— Start Document extract —

31. Counsel stated that the Respondent’s explanation that he purchased the vehicle through a loan cannot hold water, given that he did not avail any documents to support the allegation. Also, that the analysis of his bank account did not show any loan disbursement to him by the bank. In support of this submission Counsel relied on the case of Assets Recovery Agency vs Rose Monyani Musanda & 2 others HC Civil Application No. 2 of 2020 (2020) eKLR.
32. Counsel asserted that the terms of payment between the Respondent and the seller of the vehicle do not support the existence of a loan since payments were made in installments with a period of default between August and December 2016 and January and April 2017. Counsel contended that if there was a loan, it was intended to conceal the illegal source of income hence money laundering.
33. Counsel further stated that the Respondent's contention that he used monies from his milk business to service the loan from Standard Chartered bank was not supported by the bank statements as the proceeds from maize were being deposited into the Equity Bank Account.
34. Counsel stated that the Respondent did not explain the source of the monies in his Standard Chartered, and Equity Bank accounts; He also failed to challenge the Applicant’s evidence despite having been accorded the opportunity to do so; that the Respondent did not have the relevant permits to deal with Osyris Lanceolata (East African Sandalwood) and hence the motor vehicle is a proceeds of crime and ought to be forfeited. Counsel contended that the Motor Vehicle is not subject to the protection afforded by Article 40 of the Constitution as sub-article (6) provides that the rights under Article 40 do not extend to any property found to have been unlawfully acquired. Reliance was placed on the cases of Lilian Wanja Muthoni t/a Sahara Consultants case (supra), the case of Assets Recovery Agency vs Joseph Wanjohi & others HCACEC Appln. No. 7 of 2019, and the case of Schabir Shaik & others vs State CCT 86/06 (2008) ZACC 7.

— End Document extract —
— Start Records provided —

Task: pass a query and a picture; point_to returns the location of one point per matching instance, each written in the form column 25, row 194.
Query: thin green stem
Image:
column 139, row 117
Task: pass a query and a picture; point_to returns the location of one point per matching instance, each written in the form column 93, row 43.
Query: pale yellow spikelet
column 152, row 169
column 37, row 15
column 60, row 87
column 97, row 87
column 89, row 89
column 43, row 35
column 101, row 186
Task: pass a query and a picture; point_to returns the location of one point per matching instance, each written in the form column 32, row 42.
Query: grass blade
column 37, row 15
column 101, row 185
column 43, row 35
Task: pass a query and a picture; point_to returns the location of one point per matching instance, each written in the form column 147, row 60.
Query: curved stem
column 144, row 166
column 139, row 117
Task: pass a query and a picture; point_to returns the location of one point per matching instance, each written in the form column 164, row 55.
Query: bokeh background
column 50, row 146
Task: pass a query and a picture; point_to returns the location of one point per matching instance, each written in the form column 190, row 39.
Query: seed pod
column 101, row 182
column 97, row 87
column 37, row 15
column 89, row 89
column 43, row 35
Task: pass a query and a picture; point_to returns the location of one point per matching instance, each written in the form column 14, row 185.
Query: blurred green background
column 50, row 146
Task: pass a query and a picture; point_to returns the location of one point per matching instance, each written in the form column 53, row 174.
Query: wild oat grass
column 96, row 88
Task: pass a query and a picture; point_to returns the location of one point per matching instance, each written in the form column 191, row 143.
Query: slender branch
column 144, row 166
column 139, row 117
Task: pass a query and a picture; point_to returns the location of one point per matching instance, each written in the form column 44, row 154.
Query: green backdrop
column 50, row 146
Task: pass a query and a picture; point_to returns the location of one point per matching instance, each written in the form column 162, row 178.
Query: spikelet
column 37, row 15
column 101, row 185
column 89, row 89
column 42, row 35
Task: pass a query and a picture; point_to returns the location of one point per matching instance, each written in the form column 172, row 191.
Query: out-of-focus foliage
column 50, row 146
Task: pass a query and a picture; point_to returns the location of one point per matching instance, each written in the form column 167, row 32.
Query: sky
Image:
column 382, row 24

— End Records provided —

The task:
Answer these questions about the counsel's submissions:
(a) Between which months were the periods of default in the Respondent's installment payments?
(b) For dealing with what did the Respondent lack the relevant permits?
(c) Which sub-article of Article 40 of the Constitution does Counsel rely on?

Solution for this exercise:
(a) August to December 2016, and January to April 2017.
(b) Osyris Lanceolata (East African Sandalwood).
(c) Sub-article (6).